#### REQUIRED WORK:
What is needed is a verbatim copy of all the records.

#### DATA TO USE:
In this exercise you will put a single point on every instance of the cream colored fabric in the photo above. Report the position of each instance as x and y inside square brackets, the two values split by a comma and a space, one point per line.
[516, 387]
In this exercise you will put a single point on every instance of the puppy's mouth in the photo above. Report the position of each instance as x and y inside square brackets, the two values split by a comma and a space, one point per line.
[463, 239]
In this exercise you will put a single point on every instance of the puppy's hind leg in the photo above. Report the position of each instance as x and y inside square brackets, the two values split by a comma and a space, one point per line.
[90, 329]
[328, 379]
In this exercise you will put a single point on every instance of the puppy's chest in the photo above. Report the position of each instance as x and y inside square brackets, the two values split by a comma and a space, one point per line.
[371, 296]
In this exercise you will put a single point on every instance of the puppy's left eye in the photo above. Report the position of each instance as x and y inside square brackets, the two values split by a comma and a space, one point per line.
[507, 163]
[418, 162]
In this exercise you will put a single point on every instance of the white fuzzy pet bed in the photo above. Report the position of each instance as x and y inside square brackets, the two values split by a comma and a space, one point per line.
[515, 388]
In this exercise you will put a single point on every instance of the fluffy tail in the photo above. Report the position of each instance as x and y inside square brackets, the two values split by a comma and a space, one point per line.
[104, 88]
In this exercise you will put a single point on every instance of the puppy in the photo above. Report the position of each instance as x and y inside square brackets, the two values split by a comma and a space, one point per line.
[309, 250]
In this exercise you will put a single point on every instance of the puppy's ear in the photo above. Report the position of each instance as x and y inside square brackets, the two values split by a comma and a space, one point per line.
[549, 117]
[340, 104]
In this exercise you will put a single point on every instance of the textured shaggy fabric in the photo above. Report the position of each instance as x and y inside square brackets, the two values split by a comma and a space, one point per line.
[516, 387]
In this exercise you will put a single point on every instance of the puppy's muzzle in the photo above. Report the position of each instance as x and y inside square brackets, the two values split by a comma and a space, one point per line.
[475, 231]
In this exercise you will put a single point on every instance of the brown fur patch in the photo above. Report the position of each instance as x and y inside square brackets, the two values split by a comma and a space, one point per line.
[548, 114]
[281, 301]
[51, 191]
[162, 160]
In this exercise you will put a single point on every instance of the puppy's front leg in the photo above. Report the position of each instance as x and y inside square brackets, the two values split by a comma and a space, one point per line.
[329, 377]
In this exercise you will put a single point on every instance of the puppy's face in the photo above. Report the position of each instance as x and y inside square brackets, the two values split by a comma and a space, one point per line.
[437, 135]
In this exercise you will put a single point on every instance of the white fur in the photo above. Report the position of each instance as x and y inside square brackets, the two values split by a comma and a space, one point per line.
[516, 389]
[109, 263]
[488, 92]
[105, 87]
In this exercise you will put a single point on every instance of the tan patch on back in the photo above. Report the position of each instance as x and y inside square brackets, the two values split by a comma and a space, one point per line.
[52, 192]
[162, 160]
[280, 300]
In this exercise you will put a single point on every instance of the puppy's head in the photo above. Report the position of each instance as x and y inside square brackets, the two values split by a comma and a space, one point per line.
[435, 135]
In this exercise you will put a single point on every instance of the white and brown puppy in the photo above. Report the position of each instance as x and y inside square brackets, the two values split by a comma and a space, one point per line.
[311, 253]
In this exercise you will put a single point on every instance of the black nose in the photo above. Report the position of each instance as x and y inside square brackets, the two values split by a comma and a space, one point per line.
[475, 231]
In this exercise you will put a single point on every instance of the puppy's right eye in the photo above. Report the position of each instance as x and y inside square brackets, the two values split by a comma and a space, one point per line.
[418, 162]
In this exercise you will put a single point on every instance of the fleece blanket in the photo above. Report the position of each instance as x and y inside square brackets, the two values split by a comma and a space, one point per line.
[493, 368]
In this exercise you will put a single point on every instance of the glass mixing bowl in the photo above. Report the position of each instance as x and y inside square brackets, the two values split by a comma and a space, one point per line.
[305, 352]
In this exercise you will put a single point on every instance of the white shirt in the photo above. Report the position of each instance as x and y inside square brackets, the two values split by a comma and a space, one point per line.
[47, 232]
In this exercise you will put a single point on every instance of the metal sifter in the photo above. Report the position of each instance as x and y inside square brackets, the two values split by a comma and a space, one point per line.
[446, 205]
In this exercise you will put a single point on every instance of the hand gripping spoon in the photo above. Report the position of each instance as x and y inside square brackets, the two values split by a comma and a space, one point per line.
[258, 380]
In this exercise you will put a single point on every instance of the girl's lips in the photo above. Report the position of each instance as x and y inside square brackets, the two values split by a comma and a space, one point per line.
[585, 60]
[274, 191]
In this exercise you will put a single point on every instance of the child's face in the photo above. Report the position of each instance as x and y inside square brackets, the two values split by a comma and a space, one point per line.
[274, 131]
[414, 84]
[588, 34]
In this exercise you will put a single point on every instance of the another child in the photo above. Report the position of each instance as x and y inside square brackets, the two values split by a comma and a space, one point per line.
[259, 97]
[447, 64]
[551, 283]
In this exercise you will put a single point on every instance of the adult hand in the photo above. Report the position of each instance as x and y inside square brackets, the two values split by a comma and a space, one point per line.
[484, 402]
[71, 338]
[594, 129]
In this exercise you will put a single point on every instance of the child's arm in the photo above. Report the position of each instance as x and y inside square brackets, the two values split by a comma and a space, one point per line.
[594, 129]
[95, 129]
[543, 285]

#### WORKED SOLUTION:
In this exercise you will put a single point on every instance of the cream colored fabric in the photo above. Report the position of each instance as x and y inside square brackets, the two values split by a comma and a space, one point per line.
[516, 387]
In this exercise you will put a single point on every instance of the puppy's mouth in the photo above. Report the position of each instance as x and y inside square brackets, the two values split by a comma and a space, one point per line.
[463, 239]
In this exercise you will put a single point on every instance of the puppy's hind leg in the photo above. Report the position of each instance as x and y inside square brackets, the two values split by a comma and a space, one point per line.
[90, 329]
[328, 379]
In this exercise you will put a single point on every instance of the puppy's chest in the photo above. Report the position of each instance as x and y inside square brackets, the two values split by a comma and a space, one point per line.
[371, 296]
In this exercise you will put a single point on every instance of the puppy's left eye in the photo above. Report the position of each instance as x and y inside square brackets, the two values split by a comma and a space, one point per line.
[507, 163]
[418, 162]
In this exercise you will put a single point on every instance of the white fuzzy pet bed in the photo above. Report the position of each instance as x and y inside square brackets, the two values split by a comma and a space, one point per line.
[515, 388]
In this exercise you will put a single point on every instance of the fluffy tail in the photo above. Report the position of each instance as x and y inside square brackets, the two values split by a comma and a space, one point per line.
[104, 88]
In this exercise you will put a single point on every instance of the puppy in the photo above. Report the position of each instance as x and y inside square brackets, the two values split by a comma and a space, one point per line.
[309, 250]
In this exercise you will put a single point on every instance of the puppy's ear in the photo above. Report the position of each instance as x and y inside square brackets, the two values split by a comma and a space, one point per line.
[549, 117]
[340, 104]
In this exercise you will put a single point on every instance of the textured shaggy fabric in the photo above. Report the position of each instance as x and y inside square brackets, the two values split by a comma and a space, one point per line.
[516, 387]
In this exercise you will put a single point on every instance of the puppy's muzzle in the photo above. Report the position of each instance as x and y inside square brackets, the two values split by a comma and a space, one point per line.
[475, 231]
In this exercise you will put a single point on every instance of the brown fur patch in the photo above. Report the position of each instance as x and y inside square brackets, the two values split by a comma and a space, one point per line.
[548, 114]
[281, 301]
[51, 191]
[162, 160]
In this exercise you will put a single point on every instance of the puppy's front leg in the photo above. Report the position of each instance as x and y inside square brackets, the two values split by a comma and a space, one point per line.
[329, 377]
In this exercise you will put a single point on every instance of the puppy's face in the photo above. Report the position of each instance as x and y inside square brackets, the two values split by a comma and a space, one point per line.
[437, 135]
In this exercise you will put a single point on every instance of the white fur in the photo above. Report the position of each instance as x and y inside square brackets, the two values split by a comma and a space, one point per line.
[516, 389]
[109, 263]
[488, 92]
[105, 87]
In this exercise you will put a single point on every instance of the tan patch on back in the photo above. Report the position of each instance as x and y inside square brackets, the two values split by a comma and a space, one point per line.
[52, 192]
[162, 160]
[280, 300]
In this exercise you will put a single point on every instance of the puppy's head in the photo above. Report the position of each instance as x and y inside square brackets, the two values split by a comma and a space, one point per line.
[435, 135]
In this exercise you will put a single point on every instance of the white and brown puppy in the photo above. Report the position of each instance as x and y inside square brackets, the two values split by a comma and a space, one point per line.
[311, 253]
In this exercise you will put a single point on every instance of the black nose in the photo above. Report the position of each instance as x and y inside square brackets, the two values split by a comma and a space, one point per line.
[475, 231]
In this exercise you will put a single point on every instance of the puppy's right eye in the photo above. Report the position of each instance as x and y inside square brackets, the two values split by a comma and a space, one point per line.
[418, 162]
In this exercise you will put a single point on every instance of the fleece blanket in the photo above. Report the position of each instance as x and y inside square brackets, the two values split by a comma and a space, one point per line.
[493, 368]
In this exercise you will put a single point on every instance of the glass mixing bowl in the photo above. Report the position of each instance as x and y inside square brackets, the two values split by a comma and a space, one point per line.
[305, 352]
In this exercise you will put a single point on every instance of the white shirt in the photo above. Report the position of each instance as x and y inside square brackets, the two values split by a comma and a space, one point per line.
[47, 232]
In this exercise you will put a single point on every instance of the metal sifter in the photo above. Report the position of each instance as x and y inside square brackets, the two values split by a comma and a space, one point per line.
[446, 205]
In this exercise you will put a single point on every instance of the hand gripping spoon in the photo above. Report the position of each instance as x and y inside square brackets, the two values split by a comma and a space, one point per line.
[258, 380]
In this exercise you will put a single point on every instance of the girl's lips in the photo above. Report the position of each instance as x and y inside square brackets, the two values split by a comma and a space, one point per line.
[585, 60]
[274, 191]
In this exercise you will put a single point on every instance of the child's face in the photo above. Report the position of each instance as x and y inside square brackets, the two values split by a comma and a space, one point per line.
[274, 131]
[414, 84]
[588, 34]
In this exercise you will put a single point on every instance of the another child in the photo above. Report the position of each instance as x and y inside square brackets, the two values split by a comma and a space, one point per line.
[259, 97]
[447, 64]
[551, 283]
In this exercise you will put a single point on every instance of the adult hand in the photo above. Report the position of each instance as x and y inside square brackets, the two values split by a comma and a space, one point per line.
[484, 402]
[71, 338]
[594, 129]
In this exercise you will put a single point on every instance of the child's arm in the photo above. Report the position of each instance as x and y inside square brackets, the two values split by a comma and a space, one point per line.
[594, 129]
[95, 129]
[543, 285]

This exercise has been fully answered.